* _DOCUMENT SECTION_:
--------------------

Lincoln on Mount Rushmore

Lincoln on Mount Rushmore

Copyright Creative Commons

By the early summer of 1862 he was convinced that, by divine providence, the Union was safe, and it was his duty to change the object of the war: to wash away the sin of the Constitution and the Founding Fathers, and make all the people of the United States, black as well as white, free. Providence had guided him to this point; now providence would guide him further and suggest the precise time when the announcement should be made, so as to bring victory nearer.

On September 22, the Emancipation Proclamation, the most revolutionary document in United States history since the Declaration of Independence, was made public, effective from January I, 1863. The ultimate impact of this move on the progress of the war was entirely favorable - as Lincoln, listening to the heedings of providence, knew it would be.

--------------------

* _RECORDS FOR THIS TASK_:
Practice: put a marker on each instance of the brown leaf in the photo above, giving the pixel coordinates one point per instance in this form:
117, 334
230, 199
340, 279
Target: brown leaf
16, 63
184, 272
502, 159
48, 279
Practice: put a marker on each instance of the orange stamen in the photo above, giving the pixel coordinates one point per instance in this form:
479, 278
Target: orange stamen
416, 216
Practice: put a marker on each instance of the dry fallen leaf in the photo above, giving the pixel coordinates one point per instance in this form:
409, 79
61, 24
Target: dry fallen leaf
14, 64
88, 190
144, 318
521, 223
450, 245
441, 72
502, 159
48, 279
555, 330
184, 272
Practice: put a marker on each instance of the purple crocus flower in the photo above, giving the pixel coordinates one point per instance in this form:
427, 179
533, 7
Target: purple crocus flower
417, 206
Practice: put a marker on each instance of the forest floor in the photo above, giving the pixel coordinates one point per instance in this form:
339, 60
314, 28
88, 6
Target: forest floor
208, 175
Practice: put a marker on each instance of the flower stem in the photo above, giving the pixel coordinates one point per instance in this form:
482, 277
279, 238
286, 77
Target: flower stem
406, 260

--------------------

* _PROBLEMS TO WORK ON_:
[a] According to the passage on Lincoln, on what date was the Emancipation Proclamation made public?
[b] Present as a numbered list, with blank lines omitted, the lines of the listing from the line containing "Practice: put a marker on each instance of the flower" through the end of the listing.

* _RESULTS BY TASK_:
[a] September 22

[b]
1. Practice: put a marker on each instance of the flower stem in the photo above, giving the pixel coordinates one point per instance in this form:
2. 482, 277
3. 279, 238
4. 286, 77
5. Target: flower stem
6. 406, 260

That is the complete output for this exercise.